### Task objective
Pull out each line in the items below that contains the string "rear", treating uppercase and lowercase letters as different.

### Exercise input

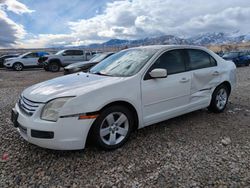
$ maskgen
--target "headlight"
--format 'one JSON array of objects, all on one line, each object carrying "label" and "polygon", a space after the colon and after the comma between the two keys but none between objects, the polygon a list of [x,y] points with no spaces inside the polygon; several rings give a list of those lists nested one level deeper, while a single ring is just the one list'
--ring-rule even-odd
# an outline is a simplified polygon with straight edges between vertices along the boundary
[{"label": "headlight", "polygon": [[71,98],[72,97],[58,98],[58,99],[54,99],[48,102],[43,107],[43,110],[41,113],[41,119],[56,122],[59,118],[59,112],[61,108]]}]

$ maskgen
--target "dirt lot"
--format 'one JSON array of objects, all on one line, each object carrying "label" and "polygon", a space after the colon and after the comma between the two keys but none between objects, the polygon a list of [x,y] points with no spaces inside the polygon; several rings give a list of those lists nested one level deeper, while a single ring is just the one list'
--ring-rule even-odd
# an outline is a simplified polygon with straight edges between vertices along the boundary
[{"label": "dirt lot", "polygon": [[[250,187],[250,68],[224,113],[206,109],[135,132],[113,152],[52,151],[24,141],[10,122],[22,90],[56,76],[0,69],[0,187]],[[6,156],[6,155],[5,155]]]}]

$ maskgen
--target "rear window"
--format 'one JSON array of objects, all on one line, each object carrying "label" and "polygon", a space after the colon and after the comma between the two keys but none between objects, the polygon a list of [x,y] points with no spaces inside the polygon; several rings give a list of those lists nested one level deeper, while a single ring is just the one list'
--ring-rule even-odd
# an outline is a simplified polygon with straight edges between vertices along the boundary
[{"label": "rear window", "polygon": [[189,68],[191,70],[216,66],[216,60],[202,50],[187,50],[189,56]]}]

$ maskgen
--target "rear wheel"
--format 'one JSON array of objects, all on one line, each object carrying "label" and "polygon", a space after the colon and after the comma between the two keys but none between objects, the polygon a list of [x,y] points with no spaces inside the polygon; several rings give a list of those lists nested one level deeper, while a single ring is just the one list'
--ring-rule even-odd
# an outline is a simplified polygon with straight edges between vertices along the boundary
[{"label": "rear wheel", "polygon": [[229,89],[226,85],[218,86],[212,95],[211,103],[208,109],[215,113],[223,112],[226,108],[229,98]]},{"label": "rear wheel", "polygon": [[101,149],[117,149],[128,140],[133,126],[133,115],[127,108],[111,106],[97,117],[91,140]]},{"label": "rear wheel", "polygon": [[43,69],[45,70],[45,71],[49,71],[49,68],[46,66],[46,67],[43,67]]},{"label": "rear wheel", "polygon": [[60,65],[57,62],[51,62],[49,64],[49,70],[51,72],[58,72],[60,70]]},{"label": "rear wheel", "polygon": [[245,63],[246,66],[249,66],[250,60]]},{"label": "rear wheel", "polygon": [[13,65],[13,69],[14,69],[15,71],[21,71],[21,70],[23,70],[23,64],[22,64],[22,63],[15,63],[15,64]]}]

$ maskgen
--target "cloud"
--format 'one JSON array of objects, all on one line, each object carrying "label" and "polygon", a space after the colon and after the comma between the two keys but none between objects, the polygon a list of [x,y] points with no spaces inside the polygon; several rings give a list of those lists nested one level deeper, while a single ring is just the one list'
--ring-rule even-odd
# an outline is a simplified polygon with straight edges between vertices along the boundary
[{"label": "cloud", "polygon": [[0,0],[0,47],[19,45],[18,41],[26,35],[24,27],[11,20],[6,14],[6,10],[16,14],[32,12],[16,0]]},{"label": "cloud", "polygon": [[26,32],[19,25],[8,18],[6,13],[0,9],[0,47],[18,45],[18,40],[25,36]]},{"label": "cloud", "polygon": [[[22,13],[17,11],[19,9],[14,9],[14,6],[8,6],[8,10]],[[111,38],[138,39],[165,34],[189,37],[207,32],[230,33],[236,30],[244,34],[249,32],[249,17],[250,5],[246,0],[216,0],[206,3],[203,0],[111,1],[90,18],[65,23],[67,34],[38,33],[22,40],[19,46],[84,45]]]},{"label": "cloud", "polygon": [[30,10],[25,4],[18,2],[17,0],[0,0],[0,6],[7,7],[8,11],[16,14],[31,13],[34,10]]}]

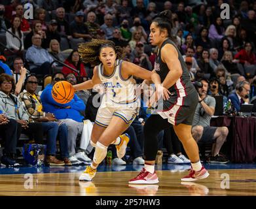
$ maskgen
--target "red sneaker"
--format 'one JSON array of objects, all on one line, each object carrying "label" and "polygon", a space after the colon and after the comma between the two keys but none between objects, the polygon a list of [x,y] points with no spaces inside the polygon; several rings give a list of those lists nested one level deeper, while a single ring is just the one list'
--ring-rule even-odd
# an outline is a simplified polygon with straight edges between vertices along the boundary
[{"label": "red sneaker", "polygon": [[158,178],[157,178],[156,172],[153,174],[147,171],[145,168],[142,169],[141,172],[136,178],[131,179],[129,184],[151,184],[158,183]]},{"label": "red sneaker", "polygon": [[199,171],[195,171],[191,167],[189,175],[181,178],[181,181],[194,182],[199,179],[206,178],[208,177],[208,176],[209,173],[207,170],[204,167],[204,166],[202,167],[201,170]]}]

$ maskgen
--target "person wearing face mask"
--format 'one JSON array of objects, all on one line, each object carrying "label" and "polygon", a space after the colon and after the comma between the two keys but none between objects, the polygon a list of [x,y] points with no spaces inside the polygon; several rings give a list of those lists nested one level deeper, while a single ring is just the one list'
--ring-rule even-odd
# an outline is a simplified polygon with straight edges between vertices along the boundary
[{"label": "person wearing face mask", "polygon": [[248,82],[243,81],[236,86],[236,92],[229,95],[228,99],[230,99],[232,104],[237,112],[240,110],[242,104],[249,104],[249,94],[251,86]]},{"label": "person wearing face mask", "polygon": [[122,37],[126,41],[130,41],[132,39],[132,32],[130,31],[128,21],[126,19],[122,20],[120,29]]}]

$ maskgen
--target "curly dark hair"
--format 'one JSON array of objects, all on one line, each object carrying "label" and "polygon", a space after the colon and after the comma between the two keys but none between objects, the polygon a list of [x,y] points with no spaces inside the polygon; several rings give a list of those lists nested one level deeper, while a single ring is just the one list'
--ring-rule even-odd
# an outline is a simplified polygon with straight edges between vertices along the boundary
[{"label": "curly dark hair", "polygon": [[92,39],[90,42],[81,43],[79,45],[78,52],[84,63],[97,65],[101,63],[99,59],[100,53],[101,49],[105,47],[113,48],[117,54],[117,57],[121,58],[122,48],[116,46],[113,41],[109,40]]},{"label": "curly dark hair", "polygon": [[6,73],[3,73],[0,75],[0,86],[5,82],[10,82],[12,83],[12,90],[10,91],[10,93],[13,93],[15,91],[15,81],[14,78],[12,76],[9,75]]}]

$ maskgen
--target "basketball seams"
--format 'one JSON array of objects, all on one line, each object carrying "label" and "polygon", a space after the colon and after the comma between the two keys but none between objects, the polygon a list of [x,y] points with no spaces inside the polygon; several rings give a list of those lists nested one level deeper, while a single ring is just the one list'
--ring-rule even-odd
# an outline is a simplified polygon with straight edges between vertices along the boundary
[{"label": "basketball seams", "polygon": [[[62,87],[63,89],[60,89],[59,90],[60,91],[64,91],[65,97],[63,96],[60,93],[60,91],[57,90],[57,88],[56,88],[55,84],[54,85],[54,86],[52,88],[52,98],[55,100],[56,102],[57,102],[57,103],[58,103],[60,104],[65,104],[65,103],[69,103],[69,102],[70,102],[71,101],[71,99],[74,97],[75,92],[74,92],[74,91],[72,91],[72,85],[70,83],[65,81],[65,83],[64,84],[64,81],[60,82],[62,84],[62,86],[60,85],[60,84],[59,84],[59,85],[60,85],[59,86],[60,87]],[[68,90],[67,89],[67,91],[66,91],[65,88],[65,86],[67,86],[69,88],[69,94],[68,94],[68,95],[67,97],[65,97],[65,96],[67,95],[67,93]],[[52,93],[52,92],[54,92],[54,93],[57,93],[58,94],[57,97],[56,97]],[[59,97],[60,97],[60,98],[59,98]]]}]

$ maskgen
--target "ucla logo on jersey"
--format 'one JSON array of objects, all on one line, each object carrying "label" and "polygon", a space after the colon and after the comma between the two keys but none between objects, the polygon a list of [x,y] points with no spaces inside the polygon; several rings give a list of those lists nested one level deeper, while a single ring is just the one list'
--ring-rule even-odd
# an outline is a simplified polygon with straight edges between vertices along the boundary
[{"label": "ucla logo on jersey", "polygon": [[155,70],[156,71],[160,71],[160,64],[159,63],[156,63],[156,62],[155,63]]},{"label": "ucla logo on jersey", "polygon": [[121,84],[119,82],[117,82],[115,85],[113,84],[112,82],[103,83],[103,85],[105,88],[122,88]]}]

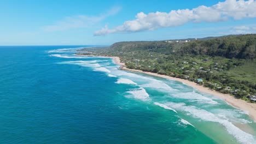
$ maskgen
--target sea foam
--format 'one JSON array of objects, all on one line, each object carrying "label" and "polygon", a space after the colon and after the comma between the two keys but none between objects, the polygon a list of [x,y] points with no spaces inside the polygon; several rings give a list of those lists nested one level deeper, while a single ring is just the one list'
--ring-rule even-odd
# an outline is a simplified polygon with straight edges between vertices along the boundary
[{"label": "sea foam", "polygon": [[217,115],[206,110],[197,108],[194,106],[186,106],[184,103],[167,103],[165,104],[168,107],[178,109],[187,112],[191,116],[200,118],[202,121],[217,122],[223,125],[228,132],[234,136],[237,141],[242,143],[255,143],[256,139],[249,134],[241,130],[231,122],[218,117]]},{"label": "sea foam", "polygon": [[191,123],[190,123],[189,122],[187,121],[186,120],[184,119],[181,119],[181,122],[186,125],[190,125],[191,126],[193,127],[195,127],[193,124],[191,124]]},{"label": "sea foam", "polygon": [[106,72],[106,73],[110,73],[111,71],[104,68],[104,67],[100,67],[100,68],[96,68],[94,69],[94,71],[103,71],[103,72]]},{"label": "sea foam", "polygon": [[172,108],[171,108],[170,107],[168,107],[168,106],[166,106],[166,105],[165,105],[164,104],[160,104],[160,103],[156,103],[156,102],[154,103],[154,104],[155,105],[158,105],[158,106],[160,106],[160,107],[164,107],[165,109],[170,110],[172,110],[172,111],[177,113],[177,111],[175,110],[174,110],[174,109],[172,109]]},{"label": "sea foam", "polygon": [[141,87],[139,88],[134,88],[130,89],[127,93],[131,94],[136,99],[138,99],[143,101],[150,100],[149,95],[148,95],[145,89]]},{"label": "sea foam", "polygon": [[173,94],[171,95],[171,97],[174,97],[179,99],[194,100],[191,101],[196,101],[197,103],[207,103],[213,105],[218,104],[218,102],[195,92]]}]

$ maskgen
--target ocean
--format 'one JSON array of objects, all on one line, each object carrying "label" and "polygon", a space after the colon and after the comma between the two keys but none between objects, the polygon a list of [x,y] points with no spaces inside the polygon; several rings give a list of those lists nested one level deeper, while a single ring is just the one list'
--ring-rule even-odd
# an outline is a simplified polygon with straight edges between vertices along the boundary
[{"label": "ocean", "polygon": [[1,143],[255,143],[246,112],[90,46],[0,47]]}]

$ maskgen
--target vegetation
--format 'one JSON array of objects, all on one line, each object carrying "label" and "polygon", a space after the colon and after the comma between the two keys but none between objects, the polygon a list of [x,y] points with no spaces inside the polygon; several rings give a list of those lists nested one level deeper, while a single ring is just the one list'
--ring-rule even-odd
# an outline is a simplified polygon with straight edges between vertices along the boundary
[{"label": "vegetation", "polygon": [[188,79],[246,100],[256,94],[256,34],[178,41],[120,42],[79,53],[119,56],[128,68]]}]

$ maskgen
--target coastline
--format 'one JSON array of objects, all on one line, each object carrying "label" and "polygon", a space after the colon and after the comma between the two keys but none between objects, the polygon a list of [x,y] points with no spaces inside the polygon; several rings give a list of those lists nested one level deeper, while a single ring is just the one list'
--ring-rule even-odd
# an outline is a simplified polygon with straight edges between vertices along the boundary
[{"label": "coastline", "polygon": [[149,75],[152,75],[154,76],[158,76],[164,79],[167,79],[171,80],[177,81],[181,82],[183,82],[186,85],[188,85],[196,89],[199,91],[200,91],[203,93],[207,93],[214,95],[215,97],[218,97],[219,98],[224,100],[228,104],[232,106],[233,107],[241,109],[242,110],[245,111],[248,113],[249,116],[253,119],[253,120],[256,122],[256,104],[250,103],[245,100],[236,99],[233,96],[228,94],[223,94],[219,92],[216,91],[214,90],[210,89],[207,87],[203,87],[198,85],[197,83],[190,81],[187,80],[182,79],[177,77],[173,77],[170,76],[161,75],[156,73],[153,73],[148,71],[143,71],[140,70],[136,69],[129,69],[125,67],[125,64],[122,63],[119,57],[109,57],[109,56],[88,56],[91,57],[109,57],[112,58],[113,59],[114,62],[120,65],[120,68],[121,70],[127,70],[131,71],[138,72]]}]

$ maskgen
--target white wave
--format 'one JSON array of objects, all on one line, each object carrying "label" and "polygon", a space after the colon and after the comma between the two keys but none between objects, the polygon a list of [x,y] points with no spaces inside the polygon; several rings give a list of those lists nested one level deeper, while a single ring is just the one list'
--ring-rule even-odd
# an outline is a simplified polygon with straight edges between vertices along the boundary
[{"label": "white wave", "polygon": [[101,65],[98,63],[95,63],[94,61],[65,61],[62,62],[57,63],[58,64],[75,64],[84,67],[91,67],[91,68],[97,68],[100,67]]},{"label": "white wave", "polygon": [[63,53],[63,52],[76,52],[77,50],[83,49],[84,47],[60,49],[48,51],[48,53]]},{"label": "white wave", "polygon": [[142,76],[134,73],[119,70],[116,67],[113,69],[113,70],[115,70],[115,75],[116,75],[126,76],[131,78],[136,78],[136,80],[143,81],[144,82],[146,82],[146,83],[141,85],[141,86],[142,87],[151,88],[166,92],[170,92],[171,91],[178,91],[178,89],[171,87],[167,84],[165,83],[164,82],[160,80],[158,80],[153,78],[150,78],[148,76]]},{"label": "white wave", "polygon": [[155,80],[153,79],[149,78],[148,79],[149,80],[149,82],[146,84],[144,84],[141,85],[143,87],[148,87],[151,88],[153,89],[156,89],[158,90],[162,90],[164,92],[170,92],[171,91],[178,91],[178,89],[174,89],[167,84],[165,83],[164,82]]},{"label": "white wave", "polygon": [[191,100],[191,101],[196,101],[198,103],[207,103],[210,104],[218,104],[216,101],[214,101],[209,98],[205,97],[195,92],[173,94],[171,96],[179,99],[194,99],[194,100]]},{"label": "white wave", "polygon": [[158,105],[158,106],[160,106],[160,107],[164,107],[165,109],[170,110],[172,110],[172,111],[177,113],[177,111],[175,110],[174,110],[174,109],[172,109],[172,108],[171,108],[170,107],[168,107],[168,106],[166,106],[165,105],[163,105],[163,104],[160,104],[160,103],[156,103],[156,102],[154,103],[154,104],[155,105]]},{"label": "white wave", "polygon": [[255,143],[255,138],[235,126],[227,119],[224,119],[214,114],[194,106],[186,106],[184,103],[167,103],[165,105],[172,108],[187,112],[191,116],[205,121],[217,122],[223,125],[228,132],[232,135],[239,142],[242,143]]},{"label": "white wave", "polygon": [[112,75],[112,74],[108,74],[108,76],[117,77],[117,76],[115,75]]},{"label": "white wave", "polygon": [[184,119],[181,119],[181,122],[186,125],[190,125],[193,127],[195,127],[192,124],[190,123],[189,122],[187,121],[186,120]]},{"label": "white wave", "polygon": [[67,55],[61,55],[61,54],[53,54],[50,55],[50,56],[51,57],[61,57],[61,58],[88,58],[84,56],[70,56]]},{"label": "white wave", "polygon": [[128,93],[132,94],[135,98],[138,99],[143,101],[150,100],[149,95],[148,95],[145,89],[141,87],[139,88],[135,88],[127,92]]},{"label": "white wave", "polygon": [[96,68],[94,69],[94,71],[103,71],[103,72],[106,72],[106,73],[110,73],[111,71],[104,68],[104,67],[100,67],[100,68]]},{"label": "white wave", "polygon": [[252,122],[242,118],[241,117],[246,115],[243,111],[238,109],[214,109],[212,110],[214,113],[226,119],[230,119],[230,121],[241,123],[251,123]]},{"label": "white wave", "polygon": [[124,79],[124,78],[120,78],[118,79],[118,81],[115,82],[117,83],[123,83],[123,84],[129,84],[129,85],[137,85],[136,83],[134,82],[133,81]]}]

### Written response
--target "rear window"
[{"label": "rear window", "polygon": [[189,68],[191,70],[216,66],[216,60],[202,50],[187,50],[189,56]]}]
--target "rear wheel"
[{"label": "rear wheel", "polygon": [[229,89],[226,85],[218,86],[212,95],[211,103],[208,109],[215,113],[223,112],[226,108],[229,98]]},{"label": "rear wheel", "polygon": [[101,149],[117,149],[128,140],[133,126],[133,115],[127,108],[111,106],[97,117],[91,140]]},{"label": "rear wheel", "polygon": [[43,69],[45,70],[45,71],[49,71],[49,68],[46,66],[46,67],[43,67]]},{"label": "rear wheel", "polygon": [[60,65],[57,62],[51,62],[49,64],[49,70],[51,72],[58,72],[60,70]]},{"label": "rear wheel", "polygon": [[245,63],[246,66],[249,66],[250,60]]},{"label": "rear wheel", "polygon": [[13,65],[13,69],[14,69],[15,71],[21,71],[21,70],[23,70],[23,64],[22,64],[22,63],[15,63],[15,64]]}]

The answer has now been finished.